_Excerpted passage_.
"""

Normalization organizes data to avoid repetition!
The Problems It Solves
Data repetition:
- Same information in many places
- Wastes storage space
- Easy to have mismatches
Update anomalies:
- Change one place, forget another
- Data becomes inconsistent
Deletion anomalies:
- Delete one thing, accidentally lose other info
How It Works
Split data into related tables:
Before (unnormalized):
| OrderID | Customer | CustomerEmail | Product |
| 1 | Alice | alice@mail.com | Laptop |
| 2 | Alice | alice@mail.com | Mouse |
Alice's email repeated!
After (normalized):
Customers: | CustomerID | Name | Email |
| 1 | Alice | alice@mail.com |
Orders: | OrderID | CustomerID | Product |
| 1 | 1 | Laptop |
| 2 | 1 | Mouse |
Email stored once, linked by ID.
Benefits
- No redundancy → Data stored once
- Consistency → One source of truth
- Easier updates → Change in one place
- Less storage → No duplicate data
The Trade-off
More tables = more joins (slower queries sometimes).
Balance: Normalize for correctness, denormalize for performance when needed.
In One Sentence
Database Normalization organizes data into tables that minimize repetition, ensuring data is stored once and stays consistent.

"""

_Given data_.

"""

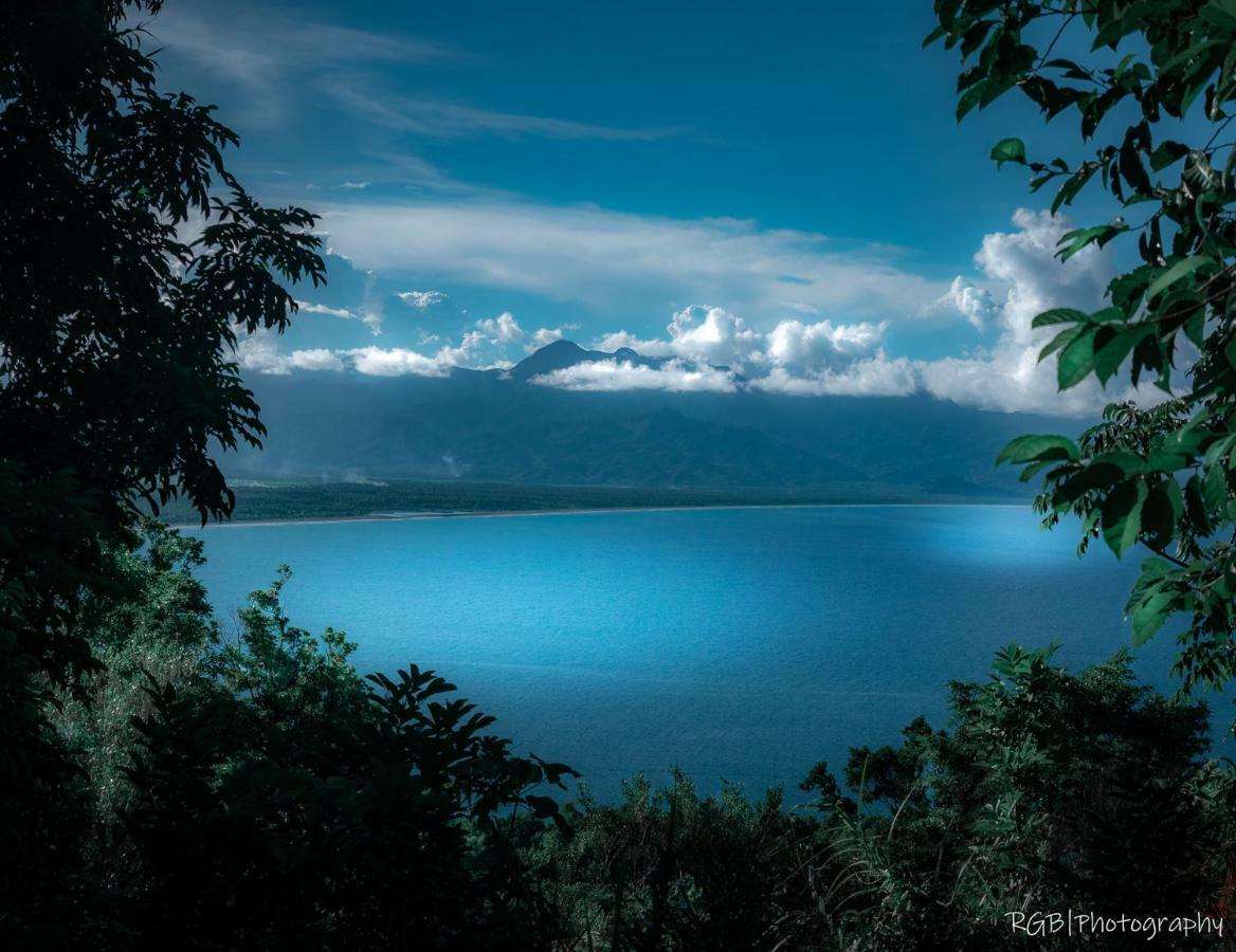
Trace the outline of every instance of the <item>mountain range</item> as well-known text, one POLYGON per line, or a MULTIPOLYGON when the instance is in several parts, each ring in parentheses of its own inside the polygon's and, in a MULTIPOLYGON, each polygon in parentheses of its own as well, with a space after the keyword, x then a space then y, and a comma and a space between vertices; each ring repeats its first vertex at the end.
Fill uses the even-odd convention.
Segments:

"""

_What you will do_.
Write out everything in the database normalization text from "Balance: Normalize for" down to "and stays consistent.", word for word.

_Exercise solution_.
Balance: Normalize for correctness, denormalize for performance when needed.
In One Sentence
Database Normalization organizes data into tables that minimize repetition, ensuring data is stored once and stays consistent.